Task to carry out: With pictures left out, write out exactly every line from the start of the data through the one that contains "Target: red ribbon bow".

Stored records
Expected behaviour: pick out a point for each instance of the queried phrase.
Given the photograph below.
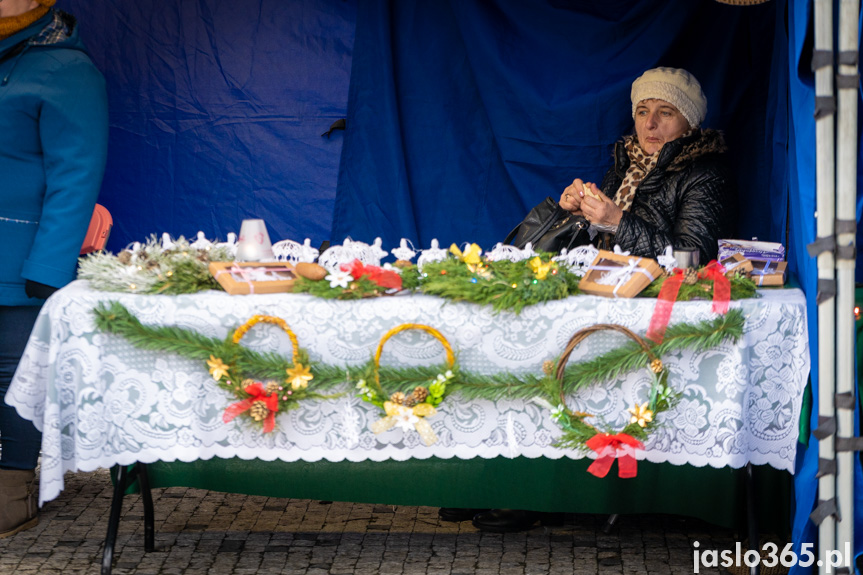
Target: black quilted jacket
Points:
(685, 201)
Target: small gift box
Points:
(618, 275)
(736, 262)
(253, 277)
(768, 273)
(752, 250)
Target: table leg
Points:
(147, 499)
(751, 516)
(114, 518)
(126, 476)
(609, 523)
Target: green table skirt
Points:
(713, 495)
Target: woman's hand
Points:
(570, 199)
(598, 208)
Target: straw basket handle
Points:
(582, 334)
(450, 356)
(273, 320)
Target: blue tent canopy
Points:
(460, 116)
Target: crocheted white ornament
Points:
(403, 252)
(433, 254)
(577, 260)
(295, 252)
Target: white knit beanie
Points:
(677, 87)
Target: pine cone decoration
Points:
(259, 410)
(418, 395)
(272, 387)
(735, 273)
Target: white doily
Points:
(294, 252)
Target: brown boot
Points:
(17, 501)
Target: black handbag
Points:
(550, 228)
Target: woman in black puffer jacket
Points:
(669, 185)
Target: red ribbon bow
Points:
(721, 286)
(664, 305)
(258, 393)
(610, 447)
(384, 278)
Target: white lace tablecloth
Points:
(99, 401)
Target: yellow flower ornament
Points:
(299, 376)
(218, 369)
(640, 414)
(407, 418)
(540, 268)
(470, 256)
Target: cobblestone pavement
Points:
(206, 532)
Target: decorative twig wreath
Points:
(608, 444)
(261, 400)
(408, 411)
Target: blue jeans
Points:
(19, 439)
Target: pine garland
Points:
(504, 285)
(239, 363)
(150, 269)
(741, 288)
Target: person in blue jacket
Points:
(53, 146)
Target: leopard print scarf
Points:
(640, 165)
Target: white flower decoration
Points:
(339, 278)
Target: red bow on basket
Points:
(384, 278)
(721, 286)
(621, 446)
(258, 393)
(664, 305)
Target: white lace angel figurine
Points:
(307, 253)
(433, 254)
(202, 243)
(230, 244)
(374, 253)
(403, 252)
(167, 242)
(667, 260)
(577, 260)
(510, 253)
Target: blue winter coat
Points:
(53, 145)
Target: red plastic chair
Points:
(99, 230)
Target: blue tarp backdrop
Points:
(461, 115)
(216, 113)
(464, 115)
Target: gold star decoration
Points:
(640, 414)
(299, 377)
(218, 369)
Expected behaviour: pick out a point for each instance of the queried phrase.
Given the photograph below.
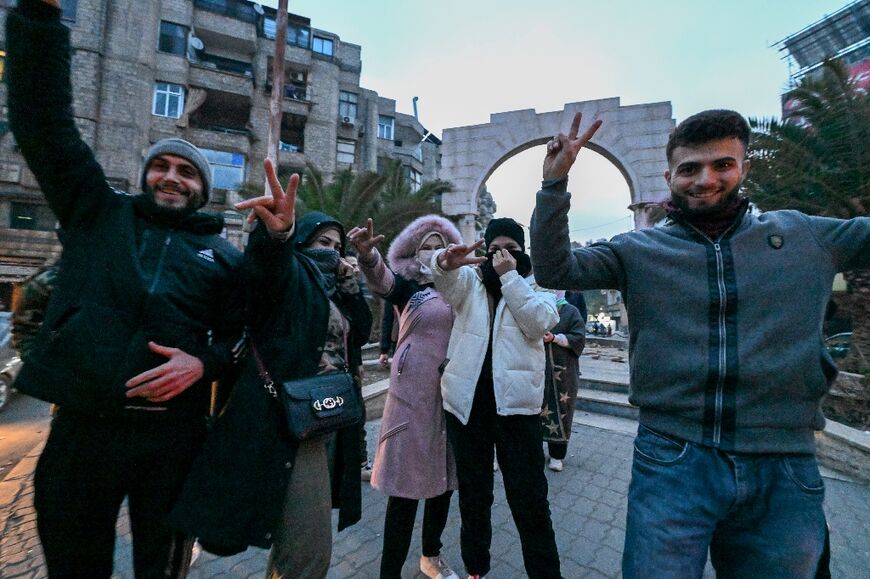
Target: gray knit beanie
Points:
(181, 148)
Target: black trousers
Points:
(517, 442)
(399, 525)
(87, 469)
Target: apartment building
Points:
(201, 70)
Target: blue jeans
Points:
(759, 515)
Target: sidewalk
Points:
(588, 501)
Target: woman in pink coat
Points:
(413, 459)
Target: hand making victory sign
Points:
(364, 238)
(458, 255)
(562, 149)
(278, 210)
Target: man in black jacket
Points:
(143, 317)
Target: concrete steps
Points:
(605, 402)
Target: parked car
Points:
(8, 372)
(838, 344)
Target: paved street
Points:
(587, 498)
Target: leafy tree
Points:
(387, 198)
(816, 160)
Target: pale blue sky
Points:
(467, 59)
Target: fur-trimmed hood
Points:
(402, 257)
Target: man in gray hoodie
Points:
(727, 359)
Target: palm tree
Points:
(816, 160)
(387, 198)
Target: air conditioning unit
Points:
(194, 45)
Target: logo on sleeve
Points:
(775, 241)
(206, 254)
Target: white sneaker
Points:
(436, 568)
(555, 465)
(195, 552)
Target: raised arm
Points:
(379, 277)
(41, 117)
(270, 255)
(554, 263)
(848, 241)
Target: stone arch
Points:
(633, 138)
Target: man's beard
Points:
(682, 202)
(193, 201)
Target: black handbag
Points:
(316, 405)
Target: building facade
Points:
(843, 35)
(201, 70)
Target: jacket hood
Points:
(313, 221)
(402, 256)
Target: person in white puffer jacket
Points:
(492, 385)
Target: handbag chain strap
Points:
(268, 383)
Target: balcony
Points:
(237, 9)
(225, 113)
(221, 28)
(222, 74)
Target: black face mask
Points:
(491, 279)
(327, 262)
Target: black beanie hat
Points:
(507, 227)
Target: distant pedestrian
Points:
(564, 345)
(493, 387)
(414, 460)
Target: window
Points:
(297, 34)
(68, 10)
(32, 216)
(322, 45)
(168, 100)
(292, 133)
(415, 179)
(227, 169)
(385, 127)
(347, 102)
(173, 38)
(243, 11)
(345, 152)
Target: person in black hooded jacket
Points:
(253, 484)
(141, 320)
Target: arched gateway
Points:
(633, 138)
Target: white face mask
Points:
(424, 258)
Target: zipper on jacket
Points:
(158, 270)
(723, 351)
(722, 330)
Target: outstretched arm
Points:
(562, 150)
(379, 277)
(554, 263)
(41, 117)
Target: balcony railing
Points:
(226, 64)
(237, 9)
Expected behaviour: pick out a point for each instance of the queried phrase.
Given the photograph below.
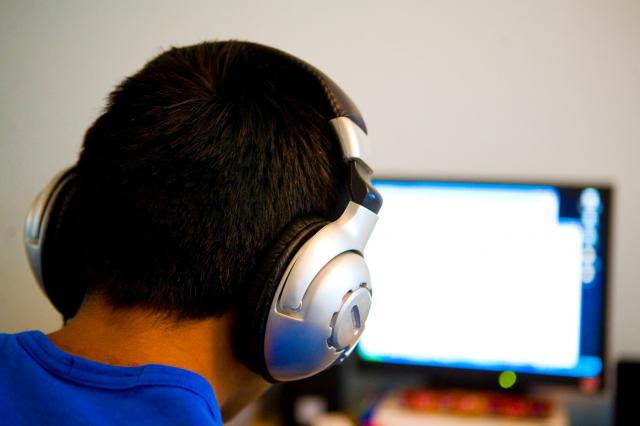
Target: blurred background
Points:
(497, 89)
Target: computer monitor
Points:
(497, 282)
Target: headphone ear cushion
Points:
(262, 289)
(63, 277)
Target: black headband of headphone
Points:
(361, 190)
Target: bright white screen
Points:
(477, 275)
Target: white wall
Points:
(497, 89)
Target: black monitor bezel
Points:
(488, 379)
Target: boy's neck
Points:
(135, 336)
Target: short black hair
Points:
(199, 160)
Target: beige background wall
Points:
(547, 90)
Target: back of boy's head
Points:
(198, 162)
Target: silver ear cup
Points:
(329, 322)
(37, 220)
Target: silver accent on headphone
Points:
(35, 225)
(353, 139)
(301, 345)
(350, 232)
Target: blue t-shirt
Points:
(40, 384)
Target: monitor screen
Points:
(489, 276)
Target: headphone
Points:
(310, 293)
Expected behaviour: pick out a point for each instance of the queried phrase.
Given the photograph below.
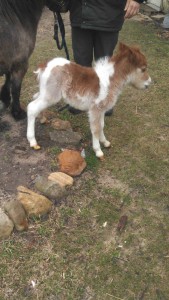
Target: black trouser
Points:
(88, 44)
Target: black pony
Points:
(18, 27)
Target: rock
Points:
(33, 203)
(61, 178)
(71, 162)
(6, 225)
(49, 188)
(17, 214)
(66, 138)
(61, 124)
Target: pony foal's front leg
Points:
(95, 126)
(102, 138)
(33, 110)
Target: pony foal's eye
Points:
(143, 69)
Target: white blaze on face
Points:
(104, 70)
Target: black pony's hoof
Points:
(19, 114)
(2, 107)
(109, 113)
(74, 111)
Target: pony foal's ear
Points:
(122, 47)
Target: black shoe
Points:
(109, 113)
(74, 111)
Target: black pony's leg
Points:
(16, 81)
(5, 95)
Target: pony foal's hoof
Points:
(99, 154)
(107, 144)
(36, 147)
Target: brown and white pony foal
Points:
(95, 90)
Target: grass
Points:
(77, 252)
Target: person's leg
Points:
(104, 45)
(82, 44)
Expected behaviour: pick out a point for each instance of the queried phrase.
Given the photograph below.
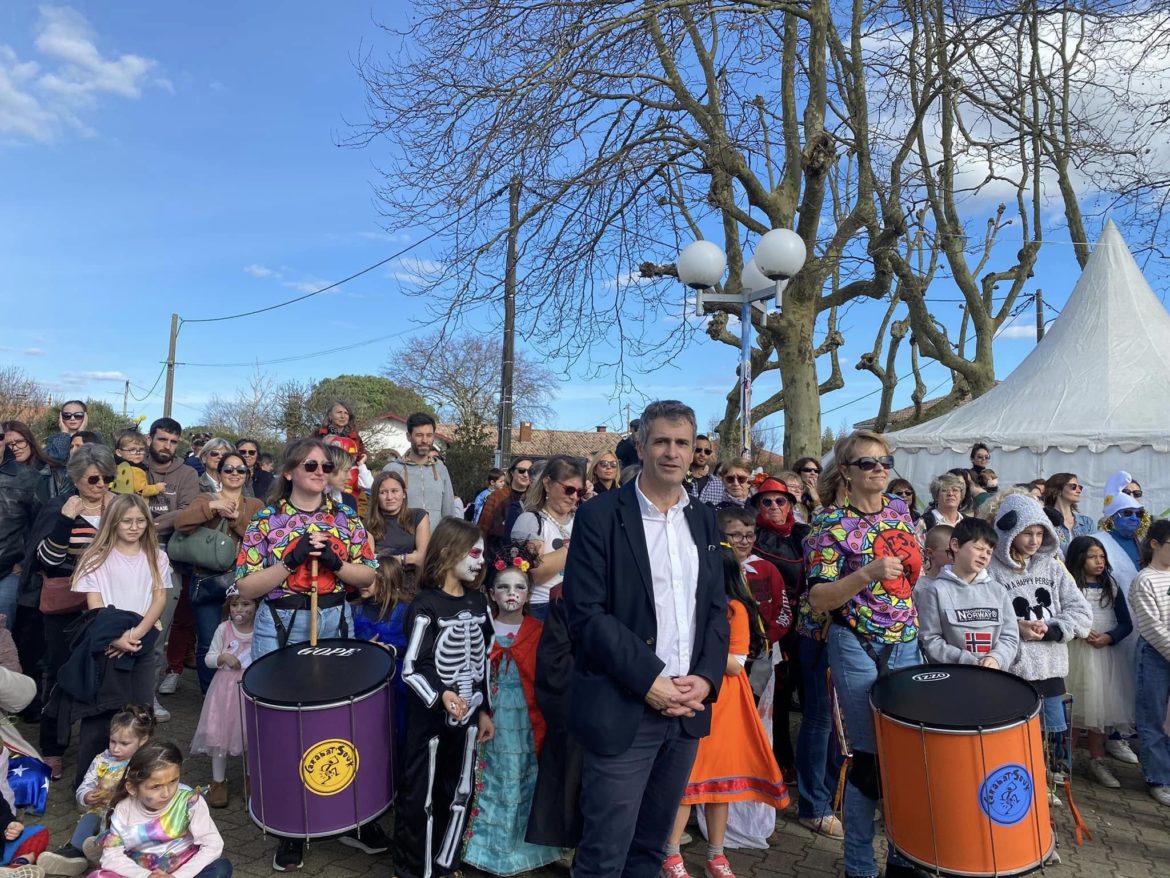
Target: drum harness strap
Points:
(301, 602)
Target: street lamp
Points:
(778, 256)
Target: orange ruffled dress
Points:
(735, 762)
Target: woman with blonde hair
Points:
(862, 563)
(604, 471)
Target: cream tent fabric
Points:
(1092, 398)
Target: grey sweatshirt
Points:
(427, 487)
(959, 623)
(1040, 589)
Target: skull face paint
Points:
(469, 566)
(510, 590)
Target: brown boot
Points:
(218, 795)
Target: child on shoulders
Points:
(964, 616)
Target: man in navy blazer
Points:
(647, 614)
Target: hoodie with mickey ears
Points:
(1040, 589)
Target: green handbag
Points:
(212, 549)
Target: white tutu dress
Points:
(1101, 681)
(220, 731)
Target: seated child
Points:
(964, 616)
(130, 451)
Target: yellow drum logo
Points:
(329, 767)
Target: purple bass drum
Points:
(317, 720)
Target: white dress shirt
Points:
(674, 570)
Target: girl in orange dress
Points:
(735, 762)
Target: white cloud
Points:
(95, 376)
(42, 97)
(419, 272)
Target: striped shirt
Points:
(1149, 604)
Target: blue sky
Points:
(181, 157)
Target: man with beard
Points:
(427, 480)
(181, 485)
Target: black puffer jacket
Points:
(18, 509)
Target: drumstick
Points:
(312, 605)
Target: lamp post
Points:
(778, 256)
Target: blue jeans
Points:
(853, 676)
(9, 587)
(208, 616)
(88, 827)
(1153, 684)
(817, 763)
(630, 801)
(263, 635)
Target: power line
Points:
(352, 276)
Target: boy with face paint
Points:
(508, 763)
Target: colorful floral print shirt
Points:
(844, 540)
(277, 528)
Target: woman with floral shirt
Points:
(862, 563)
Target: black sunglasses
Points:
(310, 466)
(886, 461)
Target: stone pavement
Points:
(1131, 831)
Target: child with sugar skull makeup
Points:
(507, 765)
(448, 711)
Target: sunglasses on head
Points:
(310, 466)
(886, 461)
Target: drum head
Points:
(334, 670)
(955, 697)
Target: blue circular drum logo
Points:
(1005, 795)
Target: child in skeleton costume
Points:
(1050, 611)
(506, 769)
(448, 710)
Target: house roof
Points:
(546, 443)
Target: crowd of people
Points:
(641, 626)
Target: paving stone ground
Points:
(1131, 831)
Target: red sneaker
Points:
(674, 868)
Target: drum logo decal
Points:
(931, 677)
(1006, 794)
(330, 766)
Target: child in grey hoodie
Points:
(964, 616)
(1050, 610)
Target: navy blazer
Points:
(610, 597)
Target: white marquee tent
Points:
(1092, 398)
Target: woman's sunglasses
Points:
(886, 461)
(310, 466)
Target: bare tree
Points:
(21, 396)
(460, 377)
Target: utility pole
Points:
(509, 363)
(169, 396)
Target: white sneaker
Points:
(1121, 752)
(1102, 775)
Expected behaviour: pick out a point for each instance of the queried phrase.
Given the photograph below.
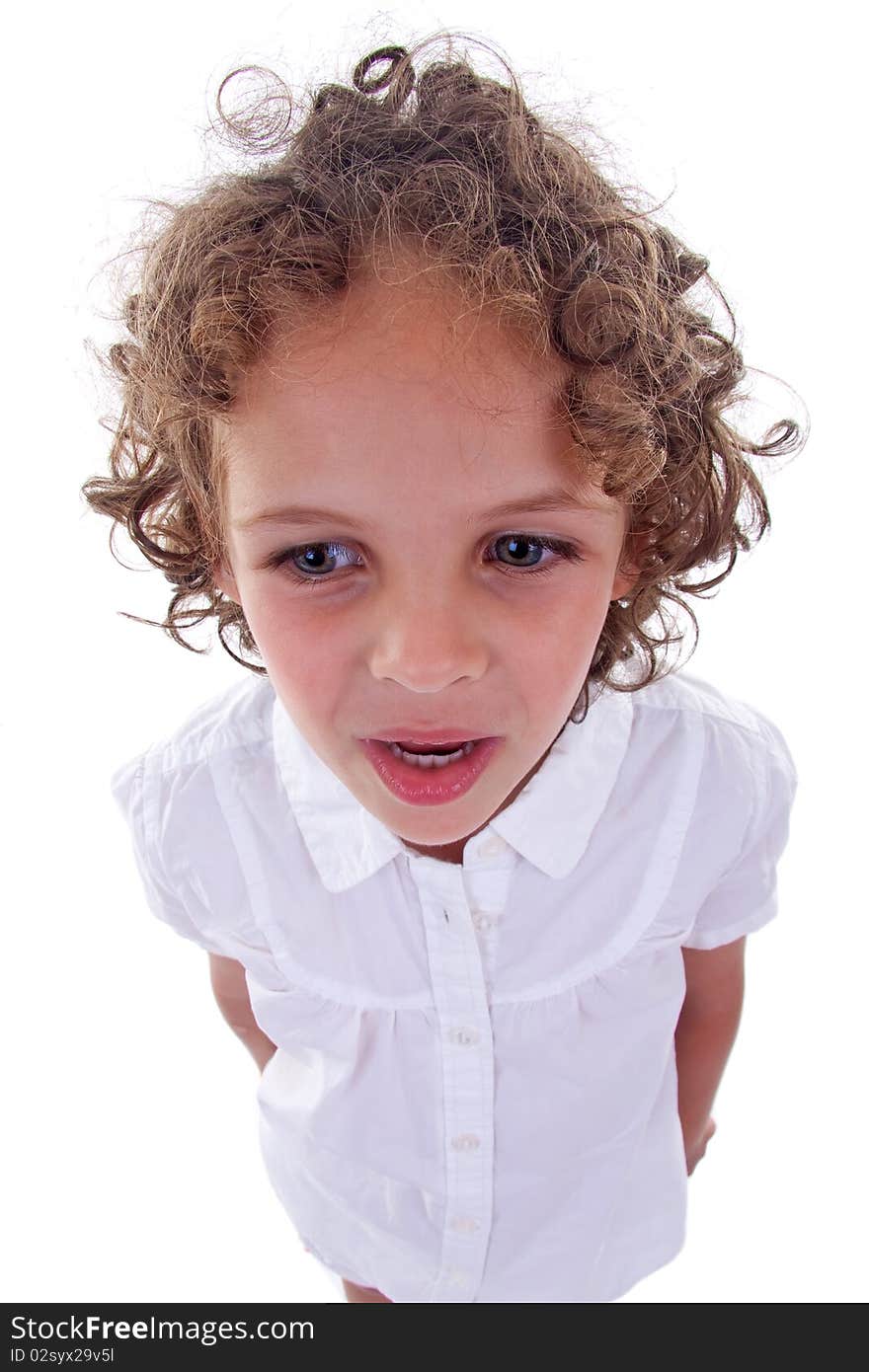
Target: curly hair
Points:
(520, 220)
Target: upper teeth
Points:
(433, 759)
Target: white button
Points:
(465, 1142)
(492, 845)
(464, 1224)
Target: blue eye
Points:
(517, 548)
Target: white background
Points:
(129, 1150)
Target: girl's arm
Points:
(704, 1033)
(232, 996)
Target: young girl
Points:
(429, 416)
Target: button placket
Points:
(468, 1082)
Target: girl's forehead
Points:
(411, 333)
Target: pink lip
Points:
(430, 785)
(432, 737)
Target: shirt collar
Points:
(549, 823)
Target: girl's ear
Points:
(222, 577)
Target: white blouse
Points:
(474, 1095)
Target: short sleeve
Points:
(746, 897)
(132, 788)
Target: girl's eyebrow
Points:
(552, 499)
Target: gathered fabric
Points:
(474, 1094)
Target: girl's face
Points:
(409, 601)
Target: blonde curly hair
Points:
(520, 220)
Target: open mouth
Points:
(419, 755)
(430, 774)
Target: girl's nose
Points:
(429, 641)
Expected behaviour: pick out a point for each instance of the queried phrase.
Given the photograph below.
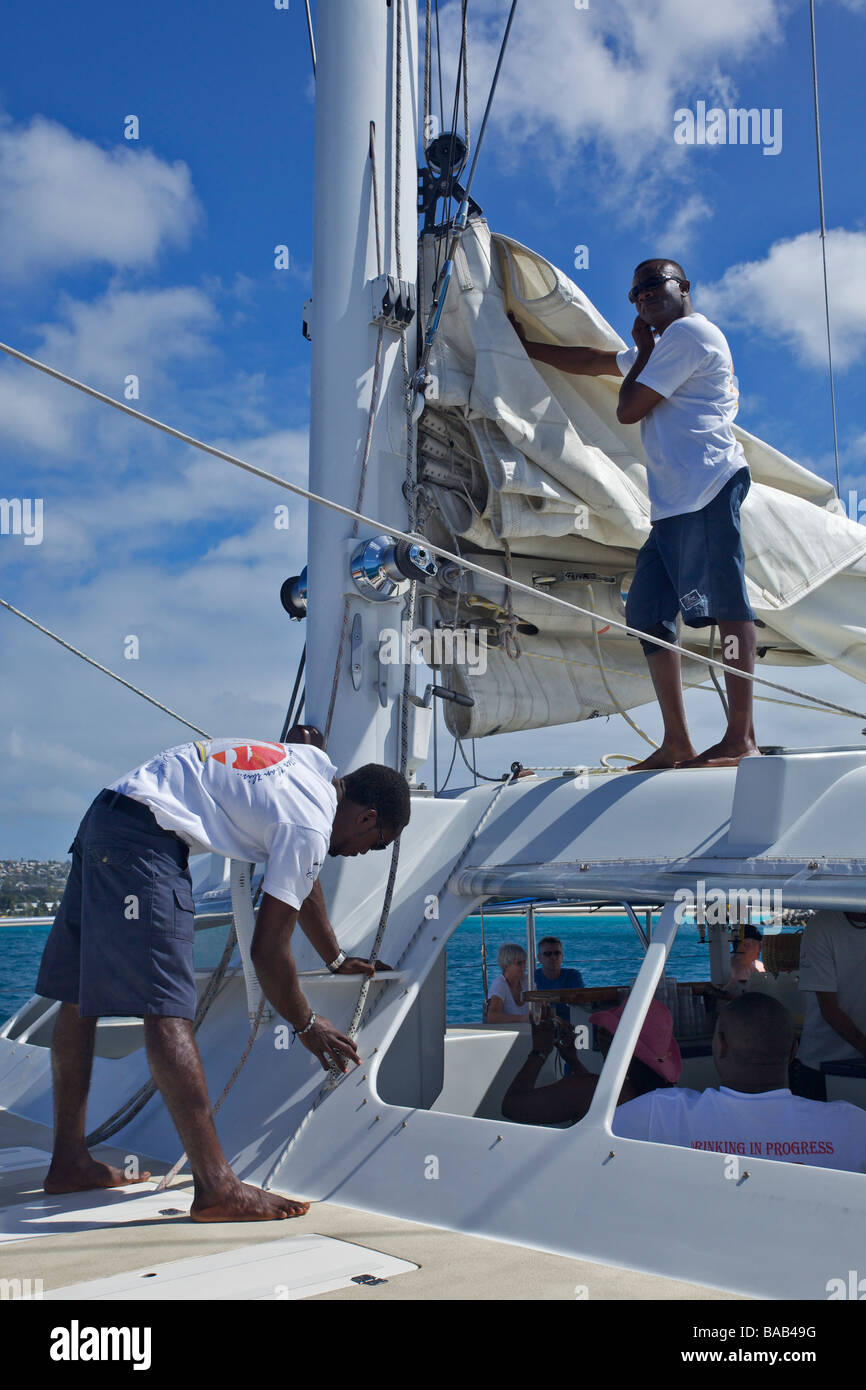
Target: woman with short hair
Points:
(505, 1002)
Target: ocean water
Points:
(602, 945)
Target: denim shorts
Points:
(692, 565)
(123, 937)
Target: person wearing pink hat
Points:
(655, 1062)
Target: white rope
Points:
(104, 669)
(402, 535)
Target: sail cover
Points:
(527, 470)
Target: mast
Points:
(356, 85)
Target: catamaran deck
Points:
(96, 1246)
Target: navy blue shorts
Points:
(692, 565)
(123, 937)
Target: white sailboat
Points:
(416, 1133)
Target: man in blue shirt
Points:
(552, 975)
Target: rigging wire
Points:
(823, 225)
(104, 669)
(289, 720)
(402, 535)
(441, 292)
(312, 39)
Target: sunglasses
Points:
(652, 282)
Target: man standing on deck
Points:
(123, 938)
(681, 389)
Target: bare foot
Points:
(663, 756)
(84, 1175)
(723, 755)
(246, 1203)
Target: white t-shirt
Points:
(688, 437)
(245, 799)
(831, 957)
(501, 990)
(769, 1125)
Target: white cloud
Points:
(612, 74)
(120, 334)
(66, 202)
(679, 235)
(783, 296)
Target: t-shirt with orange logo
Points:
(245, 799)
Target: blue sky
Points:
(156, 257)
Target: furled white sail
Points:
(531, 466)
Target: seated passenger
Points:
(552, 975)
(655, 1062)
(745, 958)
(505, 1002)
(752, 1112)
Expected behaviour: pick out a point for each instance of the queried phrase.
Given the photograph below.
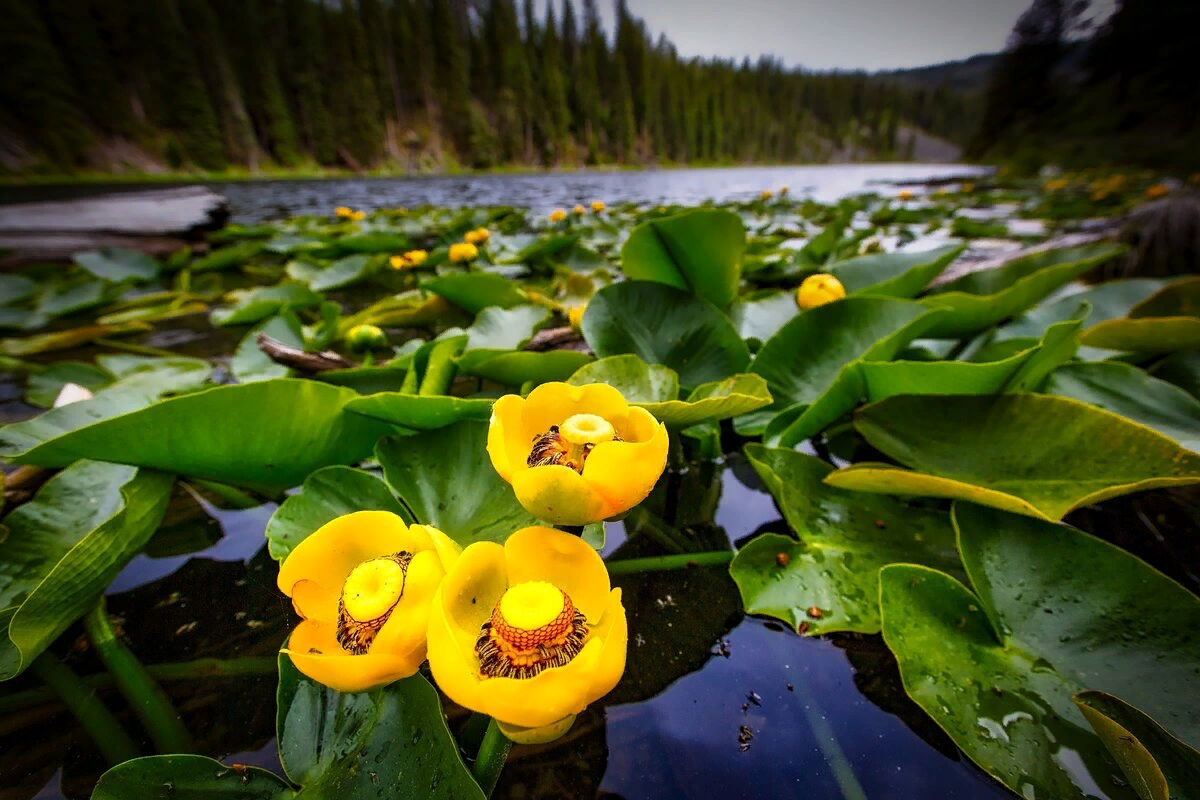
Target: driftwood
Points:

Solution for this exercise:
Expected behaviour: pick out a point for each instance of the queried phrase.
Given the photograph below.
Target: black quilted jacket
Points:
(685, 201)
Target: small gift box
Points:
(618, 275)
(736, 262)
(253, 277)
(768, 273)
(752, 250)
Target: table leg
Points:
(147, 499)
(751, 516)
(114, 518)
(126, 476)
(609, 523)
Target: green table skirt
Points:
(713, 495)
Target: woman's hand
Points:
(570, 199)
(598, 208)
Target: straw basket handle
Points:
(582, 334)
(450, 356)
(273, 320)
Target: blue tent canopy
Points:
(460, 116)
Target: crocheted white ornament
Points:
(403, 252)
(433, 254)
(577, 260)
(295, 252)
Target: white knit beanie
Points:
(677, 87)
Target: pine cone decoration
Points:
(259, 410)
(418, 395)
(272, 387)
(735, 273)
Target: white doily
Points:
(294, 252)
Target: brown boot
Points:
(17, 501)
Target: black handbag
Points:
(550, 228)
Target: woman in black puffer jacket
Points:
(669, 185)
Target: red ribbon bow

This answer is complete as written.